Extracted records
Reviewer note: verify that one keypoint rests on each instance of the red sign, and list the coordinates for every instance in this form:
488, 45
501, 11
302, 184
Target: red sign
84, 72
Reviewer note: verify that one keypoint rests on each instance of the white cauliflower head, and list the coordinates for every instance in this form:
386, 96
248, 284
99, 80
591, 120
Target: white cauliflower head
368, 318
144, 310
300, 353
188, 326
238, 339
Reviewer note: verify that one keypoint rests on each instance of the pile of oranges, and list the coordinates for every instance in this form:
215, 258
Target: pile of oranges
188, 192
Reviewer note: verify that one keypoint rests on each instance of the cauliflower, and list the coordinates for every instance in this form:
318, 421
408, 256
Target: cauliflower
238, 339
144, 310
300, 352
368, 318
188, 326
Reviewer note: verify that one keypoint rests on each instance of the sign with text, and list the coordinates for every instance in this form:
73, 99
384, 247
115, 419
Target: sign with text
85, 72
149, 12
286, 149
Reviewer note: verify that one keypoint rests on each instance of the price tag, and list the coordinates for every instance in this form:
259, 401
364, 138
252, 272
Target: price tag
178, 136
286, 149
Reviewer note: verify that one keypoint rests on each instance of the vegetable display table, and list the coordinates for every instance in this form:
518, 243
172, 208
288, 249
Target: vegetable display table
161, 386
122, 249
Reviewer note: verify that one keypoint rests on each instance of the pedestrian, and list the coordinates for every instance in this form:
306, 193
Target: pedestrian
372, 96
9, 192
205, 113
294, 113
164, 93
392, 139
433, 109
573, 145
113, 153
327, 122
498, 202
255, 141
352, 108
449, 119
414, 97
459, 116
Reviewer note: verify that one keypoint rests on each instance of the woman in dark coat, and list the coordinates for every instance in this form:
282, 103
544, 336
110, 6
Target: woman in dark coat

**HOW TO COMPLETE THIS TASK**
Throughout the records above, find the lines in which the word "form" appears and return them.

**WRITTEN RESPONSE**
Reviewer note: verify that one keypoint rests on each instance of the red sign, and list the coordinates for every instance in this form:
Reviewer note: verify that one keypoint rests on each instance of the white cauliflower head, and list the coordinates for every instance in this form:
Reviewer note: verify that one keypoint rests on each instance of the pile of oranges, and list the coordinates for every instance in this form:
Reviewer note: verify that one keypoint rests on each instance of the cauliflower, and list the coordinates for every instance in this form:
Reviewer note: verify that one keypoint rests on each instance of the sign with text, and list the coordinates for every instance in this form:
Reviewer note: verify that one keypoint rests on each instance of the price tag, and list the coordinates for every instance in this form:
Reviewer note: verify that one keypoint rests on each instance of the vegetable display table, and list the coordinates for every instance in this form:
Reviewer note: verify that one keypoint rests on each instance of the pedestrian, and list the coordinates for every instance in this form:
Reviewer note: verify that one keypoint rests on each instance of the woman in dark coat, and list the coordinates for every instance in this form:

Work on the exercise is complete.